__Prompt__.
Set down the records that follow in full and without changes.

---------- Dataset records

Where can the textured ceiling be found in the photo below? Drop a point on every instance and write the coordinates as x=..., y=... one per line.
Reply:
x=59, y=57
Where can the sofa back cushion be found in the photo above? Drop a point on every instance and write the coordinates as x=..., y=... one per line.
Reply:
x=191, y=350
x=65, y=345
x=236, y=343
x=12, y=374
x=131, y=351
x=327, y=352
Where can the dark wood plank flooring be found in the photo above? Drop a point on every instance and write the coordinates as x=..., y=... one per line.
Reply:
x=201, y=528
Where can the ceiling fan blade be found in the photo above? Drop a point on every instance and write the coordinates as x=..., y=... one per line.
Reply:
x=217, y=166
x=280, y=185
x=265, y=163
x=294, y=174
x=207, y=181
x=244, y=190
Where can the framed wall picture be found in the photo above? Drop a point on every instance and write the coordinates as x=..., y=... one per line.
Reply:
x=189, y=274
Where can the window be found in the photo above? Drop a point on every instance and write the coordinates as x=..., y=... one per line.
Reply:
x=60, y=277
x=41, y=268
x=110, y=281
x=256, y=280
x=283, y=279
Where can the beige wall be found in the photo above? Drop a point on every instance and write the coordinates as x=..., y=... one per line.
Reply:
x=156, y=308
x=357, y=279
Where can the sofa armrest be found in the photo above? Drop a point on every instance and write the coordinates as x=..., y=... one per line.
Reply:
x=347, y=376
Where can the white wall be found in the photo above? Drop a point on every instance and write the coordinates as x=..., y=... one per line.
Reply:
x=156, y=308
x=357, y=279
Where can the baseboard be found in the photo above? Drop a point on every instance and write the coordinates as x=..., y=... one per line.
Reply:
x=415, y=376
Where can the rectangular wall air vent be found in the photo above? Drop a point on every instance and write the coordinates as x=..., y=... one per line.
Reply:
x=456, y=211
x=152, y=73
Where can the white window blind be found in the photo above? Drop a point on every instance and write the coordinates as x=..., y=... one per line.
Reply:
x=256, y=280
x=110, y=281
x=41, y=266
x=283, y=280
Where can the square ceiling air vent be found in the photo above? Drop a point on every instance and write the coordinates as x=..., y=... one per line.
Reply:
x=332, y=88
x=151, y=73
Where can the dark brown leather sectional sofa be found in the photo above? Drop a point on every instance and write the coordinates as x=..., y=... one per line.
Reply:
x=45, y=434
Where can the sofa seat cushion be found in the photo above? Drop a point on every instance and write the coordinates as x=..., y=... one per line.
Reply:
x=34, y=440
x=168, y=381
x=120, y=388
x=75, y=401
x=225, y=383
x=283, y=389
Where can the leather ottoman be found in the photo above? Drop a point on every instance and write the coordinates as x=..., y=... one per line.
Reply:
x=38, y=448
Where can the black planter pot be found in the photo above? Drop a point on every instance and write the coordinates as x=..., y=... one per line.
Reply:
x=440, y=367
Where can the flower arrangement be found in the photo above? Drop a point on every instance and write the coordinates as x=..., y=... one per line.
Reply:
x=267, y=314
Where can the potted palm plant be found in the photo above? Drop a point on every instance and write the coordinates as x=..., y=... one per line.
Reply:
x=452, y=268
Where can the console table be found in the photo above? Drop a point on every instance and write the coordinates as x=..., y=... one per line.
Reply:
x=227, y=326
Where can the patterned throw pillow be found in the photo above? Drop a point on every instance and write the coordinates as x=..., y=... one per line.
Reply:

--------------------

__Your solution__.
Where can the textured ceiling be found in the photo below? Drop a point on every instance and write the coordinates as x=..., y=... one per line.
Reply:
x=59, y=57
Where can the sofa back cushion be found in the photo above? Drop a point on every instance and write the coordinates as x=..., y=... one per line.
Reply:
x=191, y=350
x=65, y=345
x=236, y=343
x=12, y=374
x=131, y=351
x=327, y=352
Where can the dark wood plank flooring be found in the photo above? Drop a point on every instance and write the coordinates as x=..., y=... one per line.
Reply:
x=201, y=528
Where can the ceiling fan blade be found in the photo above? Drop a point on every instance and write the coordinates as x=..., y=... one per line.
Reply:
x=217, y=166
x=280, y=185
x=265, y=163
x=294, y=174
x=207, y=181
x=244, y=190
Where can the framed wall picture be found in the photo above? Drop a point on every instance and write the coordinates as x=..., y=... one per line.
Reply:
x=189, y=274
Where can the window be found in the photo above? Drop a point on every instance and write the coordinates as x=..., y=... one per line.
Reply:
x=60, y=277
x=41, y=268
x=110, y=281
x=256, y=280
x=283, y=279
Where can the beige wall be found in the photo above? Drop a point on every instance and write the coordinates as x=..., y=... one per line.
Reply:
x=156, y=308
x=357, y=279
Where can the sofa armrest be found in the photo above? Drop a point on every instance and write the coordinates as x=..., y=... one per line.
Reply:
x=347, y=376
Where can the white wall be found in the photo above? Drop a point on every instance and write the coordinates as x=..., y=... one per line.
Reply:
x=156, y=308
x=357, y=279
Where can the baseboard be found in the photo above? Drop a point on every instance and write the coordinates as x=..., y=... one per line.
Reply:
x=415, y=376
Where can the rectangular wall air vent be found in the photo above? Drop a point on every instance and write the coordinates as x=..., y=... one per line.
Reply:
x=456, y=211
x=152, y=73
Where can the white window blind be found in the photo above? Drop a point on every instance and write the coordinates as x=..., y=... one per line.
Reply:
x=256, y=280
x=110, y=281
x=41, y=266
x=283, y=280
Where can the square ceiling air vent be found in the photo above? Drop a point on every instance and write the coordinates as x=..., y=... one per line.
Reply:
x=332, y=88
x=151, y=73
Where can the dark brown leather sectional sofa be found in the photo above? Drop a point on every instance and write the coordinates as x=..., y=... one per line.
Reply:
x=45, y=434
Where can the sofa seat cushion be found in the photo above? Drop a point on every instance and write the coordinates as x=..., y=... one per line.
Reply:
x=34, y=440
x=168, y=381
x=120, y=388
x=75, y=401
x=225, y=383
x=283, y=389
Where can the leather ottoman be found in the photo above? Drop a point on every instance and write the coordinates as x=..., y=... one per line.
Reply:
x=38, y=448
Where can the black planter pot be found in the photo above? Drop a point on every instance and write the coordinates as x=..., y=... one per line.
Reply:
x=440, y=367
Where can the flower arrangement be found in the photo above? Drop a point on every instance and write the coordinates as x=..., y=... one per line.
Reply:
x=267, y=314
Where can the potted palm plant be found in the photo above? Drop a point on every instance and write the coordinates as x=..., y=... one per line.
Reply:
x=452, y=268
Where can the console table be found in the photo above? Drop a point on every instance and write the coordinates as x=..., y=... one per line.
Reply:
x=227, y=326
Where can the patterned throw pillow be found in the photo above? Drop a point on every instance and write the coordinates as x=..., y=... one per line.
Reply:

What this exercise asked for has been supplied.